> _Excerpt to read_:
# # # # # # #

As quality control prior to GWAS, we first removed variants that were poorly genotyped (call rate<98%) or rare (minor allele frequency<1%).The final GWAS dataset included genotype at 1,716,999 variants in 238 children treated with cisplatin chemotherapy (Online Methods, Supplementary Figures 2 and 4). Treating hearing loss as a time-dependent variable, we compared the frequency and onset of hearing loss (Chang grade > 0) between patients with different genotypes at each SNP. After adjusting for genetic ancestry, age at diagnosis, craniospinal irradiation dose (< 25 Gy or ≥ 25 Gy), and study protocol (SJMB96 or SJMB03), rs1872328 within the ACYP2 gene on chromosome 2p16.2 showed the strongest association signal (P = 3.9×10^-8, hazard ratio [HR] = 4.50 with 95% confidence interval [95% CI]: 2.63-7.69, Figure 1a). Subsequent permutation test confirmed that the association at rs1872328 was beyond what would be expected by chance (permutation P = 2×10^-6). No other genome-wide significant loci were observed. A second SNP (rs7604464, P = 1×10^-7, HR = 3.81 [2.33-6.24]) in ACYP2 also approached genome-wide significance (Supplementary Table 2), with a total of 16 SNPs within a 300 kb window at this locus showing nominal associations (P < 0.05, Supplementary Figure 5). Conditioning on rs1872328, 3 SNPs within this region maintained significant associations (rs1569087, rs13396318, and rs6724542, P < 0.05), suggesting independent contributions to ototoxicity. Thirty-three SNPs showed at least suggestive evidence for association with ototoxicity in the discovery GWAS (P < 5×10^-6, Supplementary Table 2).

(a) Association of SNP genotype and ototoxicity was evaluated using the Cox regression model for 1,716,999 SNPs in the discovery GWAS of 268 children with brain tumors uniformly treated with cisplatin-containing therapy. P values (-log₁₀ P, y axis) were plotted against respective chromosomal position of each SNP (x axis). Gene symbol was indicated for *ACYP2* locus (2p16.2) achieving genome-wide significance threshold (P < 5×10^-8, dashed blue line). (b) and (c) Relationships between genotype at *ACYP2* SNP rs1872328 and ototoxicity in the discovery GWAS series (SJMB96 and SJMB03 cohort, b) and replication series (SJYC07 cohort, c), respectively. P value was determined by two-sided time-dependent regression models as described in Online Methods.

# # # # # # #

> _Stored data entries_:
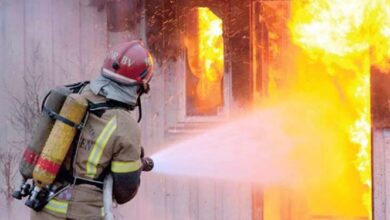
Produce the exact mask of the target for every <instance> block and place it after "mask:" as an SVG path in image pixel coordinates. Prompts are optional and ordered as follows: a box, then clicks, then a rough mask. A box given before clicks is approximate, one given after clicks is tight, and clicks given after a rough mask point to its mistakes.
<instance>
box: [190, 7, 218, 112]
mask: <svg viewBox="0 0 390 220" xmlns="http://www.w3.org/2000/svg"><path fill="white" fill-rule="evenodd" d="M196 12H197V15H198V16H197V18H198V19H197V24H198V27H197V28H198V31H197V34H196V35H197V36H196V38H197V39H196V40H194V38H193V36H190V37H187V38H188V39H187V40H186V42H185V44H186V47H187V55H188V56H187V57H188V63H189V66H190V70H191V72H192V74H194V75H195V76H196V77H197V78H198V83H197V86H196V97H195V98H196V99H195V105H196V108H197V109H198V111H200V112H204V111H206V112H207V111H210V109H213V108H216V107H218V106H221V105H222V102H223V101H222V100H223V95H222V87H221V84H222V77H223V75H224V42H223V31H222V20H221V19H220V18H219V17H218V16H216V15H215V14H214V13H213V12H212V11H211V10H210V9H209V8H205V7H199V8H197V11H196Z"/></svg>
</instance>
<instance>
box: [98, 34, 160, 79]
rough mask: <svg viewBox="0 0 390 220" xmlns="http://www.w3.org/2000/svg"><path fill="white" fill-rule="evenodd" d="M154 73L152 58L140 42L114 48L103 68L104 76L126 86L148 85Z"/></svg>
mask: <svg viewBox="0 0 390 220" xmlns="http://www.w3.org/2000/svg"><path fill="white" fill-rule="evenodd" d="M152 72H153V59H152V56H151V55H150V53H149V52H148V50H147V49H146V48H145V47H144V46H143V44H142V43H141V42H140V41H130V42H126V43H122V44H119V45H116V46H115V47H113V48H112V49H111V51H110V52H109V53H108V55H107V57H106V59H105V60H104V64H103V67H102V74H103V76H105V77H107V78H109V79H111V80H113V81H115V82H118V83H122V84H125V85H134V84H147V83H148V82H149V81H150V79H151V78H152Z"/></svg>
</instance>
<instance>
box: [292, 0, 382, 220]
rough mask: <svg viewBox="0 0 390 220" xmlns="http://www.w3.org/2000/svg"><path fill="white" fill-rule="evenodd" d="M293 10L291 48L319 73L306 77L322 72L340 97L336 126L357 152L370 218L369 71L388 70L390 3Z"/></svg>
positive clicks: (299, 6) (315, 4) (300, 6)
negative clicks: (377, 69)
mask: <svg viewBox="0 0 390 220" xmlns="http://www.w3.org/2000/svg"><path fill="white" fill-rule="evenodd" d="M291 9H292V18H291V21H290V24H289V25H290V29H291V35H292V40H293V42H294V43H295V44H296V45H298V46H299V47H300V48H302V49H303V50H304V52H305V53H306V56H307V57H309V59H308V60H310V61H312V62H316V63H319V64H320V65H321V66H322V67H323V69H320V68H319V69H317V70H315V71H312V72H308V73H305V74H319V73H320V72H326V73H327V74H328V75H329V77H330V78H331V79H332V82H334V84H335V87H336V88H337V90H338V92H339V94H340V97H339V98H338V99H337V101H340V102H342V103H343V105H342V108H343V109H340V114H344V113H343V112H344V111H345V116H344V118H345V119H344V120H343V121H340V124H342V126H343V127H344V130H345V132H346V133H347V134H348V136H349V141H350V144H349V145H351V146H349V147H352V145H354V144H355V145H357V146H358V148H359V149H358V150H357V152H358V153H357V155H356V157H355V159H356V169H357V171H358V172H359V174H360V178H361V184H363V185H364V186H365V188H364V189H365V190H364V195H363V198H362V201H363V203H364V205H365V206H366V208H367V210H368V212H369V216H370V218H371V210H372V207H371V198H372V195H371V187H372V186H371V182H372V181H371V144H370V140H371V133H370V132H371V131H370V130H371V122H370V67H371V66H372V65H375V66H378V67H379V68H383V69H388V68H389V64H390V63H389V62H388V59H389V58H390V49H389V48H390V20H389V19H388V15H389V14H390V4H389V1H388V0H359V1H356V0H345V1H338V0H313V1H301V0H293V1H292V5H291ZM335 100H336V99H335ZM335 103H336V102H335ZM347 147H348V146H347Z"/></svg>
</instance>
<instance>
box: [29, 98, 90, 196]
mask: <svg viewBox="0 0 390 220" xmlns="http://www.w3.org/2000/svg"><path fill="white" fill-rule="evenodd" d="M87 106H88V103H87V100H86V99H85V98H83V97H82V96H80V95H79V94H70V95H69V96H68V97H67V98H66V100H65V103H64V105H63V106H62V108H61V111H60V115H61V116H62V117H64V118H66V119H67V120H69V121H71V122H73V123H75V124H76V125H79V124H80V123H81V122H82V120H83V118H84V116H85V114H86V111H87ZM76 133H77V128H75V127H73V126H70V125H68V124H66V123H64V122H62V121H61V120H57V121H56V122H55V124H54V127H53V129H52V130H51V132H50V135H49V137H48V139H47V141H46V144H45V147H44V148H43V150H42V153H41V155H40V157H39V159H38V162H37V164H36V166H35V168H34V172H33V179H34V181H35V183H36V184H37V186H38V188H41V187H43V186H47V185H50V184H52V183H53V182H54V179H55V178H56V176H57V173H58V171H59V169H60V167H61V165H62V162H63V161H64V159H65V157H66V155H67V153H68V151H69V148H70V146H71V144H72V142H73V139H74V138H75V136H76Z"/></svg>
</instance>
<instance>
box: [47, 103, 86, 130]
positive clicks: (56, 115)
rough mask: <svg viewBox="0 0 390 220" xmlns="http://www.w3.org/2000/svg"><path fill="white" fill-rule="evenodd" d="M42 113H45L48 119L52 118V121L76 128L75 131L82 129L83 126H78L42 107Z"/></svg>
mask: <svg viewBox="0 0 390 220" xmlns="http://www.w3.org/2000/svg"><path fill="white" fill-rule="evenodd" d="M43 112H45V113H46V114H47V115H48V116H49V117H50V118H53V119H55V120H58V121H61V122H63V123H65V124H67V125H69V126H71V127H74V128H76V129H77V130H81V129H83V124H79V125H78V124H76V123H74V122H73V121H71V120H69V119H67V118H65V117H63V116H62V115H60V114H57V113H56V112H54V111H52V110H50V109H48V108H47V107H45V106H44V107H43Z"/></svg>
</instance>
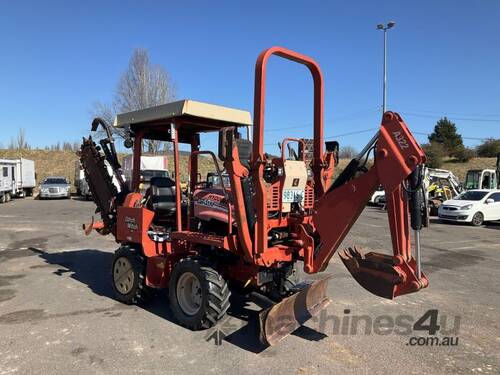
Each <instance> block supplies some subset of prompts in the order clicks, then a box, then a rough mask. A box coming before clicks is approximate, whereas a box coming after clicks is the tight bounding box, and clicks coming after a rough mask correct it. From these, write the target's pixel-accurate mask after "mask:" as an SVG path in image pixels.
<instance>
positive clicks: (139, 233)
mask: <svg viewBox="0 0 500 375" xmlns="http://www.w3.org/2000/svg"><path fill="white" fill-rule="evenodd" d="M153 216H154V212H153V211H150V210H148V209H146V208H142V207H118V216H117V229H116V239H117V241H120V242H132V243H137V244H140V245H141V246H142V248H143V251H144V255H145V256H146V257H151V256H155V255H160V254H161V253H162V249H161V248H158V247H157V246H156V245H157V244H156V243H155V242H154V241H152V240H151V239H150V238H149V237H148V233H147V231H148V229H149V226H150V225H151V222H152V221H153Z"/></svg>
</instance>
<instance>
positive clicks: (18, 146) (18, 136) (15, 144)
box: [9, 128, 31, 150]
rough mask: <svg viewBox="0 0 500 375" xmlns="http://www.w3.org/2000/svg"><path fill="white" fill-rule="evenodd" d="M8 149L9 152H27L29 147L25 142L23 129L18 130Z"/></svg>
mask: <svg viewBox="0 0 500 375" xmlns="http://www.w3.org/2000/svg"><path fill="white" fill-rule="evenodd" d="M9 149H11V150H29V149H31V147H30V145H29V144H28V142H27V141H26V132H25V131H24V129H23V128H20V129H19V132H18V133H17V136H16V138H15V139H14V138H11V139H10V143H9Z"/></svg>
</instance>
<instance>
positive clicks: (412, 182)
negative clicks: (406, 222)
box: [408, 166, 424, 230]
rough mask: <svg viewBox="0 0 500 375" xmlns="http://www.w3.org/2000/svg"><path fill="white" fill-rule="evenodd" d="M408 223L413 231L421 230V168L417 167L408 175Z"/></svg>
mask: <svg viewBox="0 0 500 375" xmlns="http://www.w3.org/2000/svg"><path fill="white" fill-rule="evenodd" d="M409 184H410V188H409V189H408V193H409V198H410V222H411V227H412V229H413V230H420V229H422V224H423V220H422V219H423V214H424V213H423V206H424V197H423V194H422V168H421V167H420V166H419V167H417V168H415V170H414V171H413V172H412V173H411V174H410V177H409Z"/></svg>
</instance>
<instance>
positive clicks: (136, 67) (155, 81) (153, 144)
mask: <svg viewBox="0 0 500 375" xmlns="http://www.w3.org/2000/svg"><path fill="white" fill-rule="evenodd" d="M175 96H176V95H175V86H174V84H173V83H172V80H171V79H170V76H169V75H168V73H167V72H166V70H165V69H164V68H163V67H161V66H159V65H154V64H151V62H150V60H149V54H148V51H147V50H145V49H136V50H135V51H134V53H133V54H132V57H131V58H130V61H129V65H128V68H127V70H126V71H125V72H124V73H123V74H122V76H121V77H120V79H119V81H118V84H117V87H116V93H115V98H114V100H113V104H112V105H106V104H104V103H101V102H97V103H95V104H94V111H93V113H94V115H96V116H99V117H102V118H103V119H104V120H106V121H108V122H109V123H112V121H113V119H114V117H115V114H116V113H123V112H130V111H136V110H139V109H144V108H148V107H152V106H156V105H160V104H165V103H168V102H171V101H172V100H174V99H175ZM116 130H118V129H116ZM116 133H117V135H118V136H121V137H123V134H122V133H120V132H119V131H118V132H116ZM144 146H145V149H146V151H148V152H150V153H158V152H159V151H161V149H162V148H163V149H168V146H169V145H168V144H166V145H163V147H162V142H160V141H153V140H147V141H145V145H144Z"/></svg>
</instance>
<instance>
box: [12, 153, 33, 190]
mask: <svg viewBox="0 0 500 375" xmlns="http://www.w3.org/2000/svg"><path fill="white" fill-rule="evenodd" d="M12 160H13V161H14V162H15V163H16V167H15V169H14V181H15V184H14V188H15V196H16V197H31V196H32V195H33V190H34V189H35V187H36V174H35V162H34V161H33V160H29V159H24V158H16V159H12Z"/></svg>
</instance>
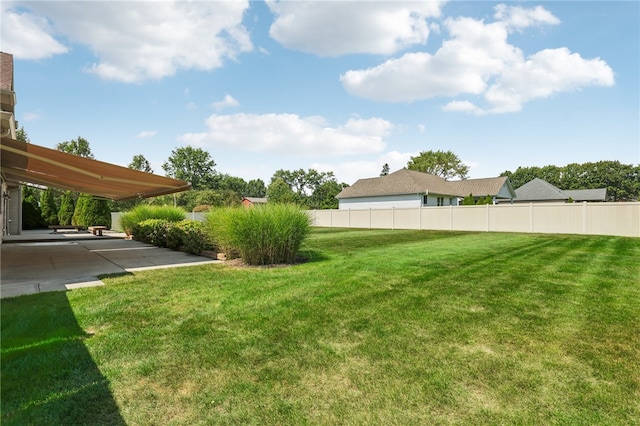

# # # # # # #

> _Work instructions_:
**a.** Translate this sentence from the excerpt on cisplatin-related hearing loss into Spanish: "Subsequent permutation test confirmed that the association at rs1872328 was beyond what would be expected by chance (permutation P = 2×10^-6)."
**b.** Carry on the excerpt on cisplatin-related hearing loss from the point where it stops.
None of the tasks require the material.

> _Expected responses_:
**a.** Una prueba de permutación posterior confirmó que la asociación en rs1872328 iba más allá de lo que se esperaría por azar (P de permutación = 2×10^-6).

**b.**
All of the 20 patients (100%) carrying the A allele at rs1872328 developed ototoxicity, regardless of whether a patient was heterozygous or homozygous for the risk allele. In contrast, ototoxicity was noted in 57.3% children who do not carry this risk allele. More importantly, hearing loss in children with AA or AG genotype occurred in a particularly precipitous fashion, compared to those with GG genotype (Figure 1b). While the risk variant at rs1872328 was more common in individuals of African descent, the association remained highly significant when we restricted the analyses to European Americans (P = 0.001, HR = 3.85 [1.72-8.33], Supplementary Figure 6). A strong correlation was also noted between rs1872328 genotype and the severity of ototoxicity (P = 0.0005), with the risk allele frequency increasing gradually with clinical grade of ototoxicity. The association at the ACYP2 SNP was consistent regardless of the irradiation dose and across clinical protocols (Supplementary Figure 6).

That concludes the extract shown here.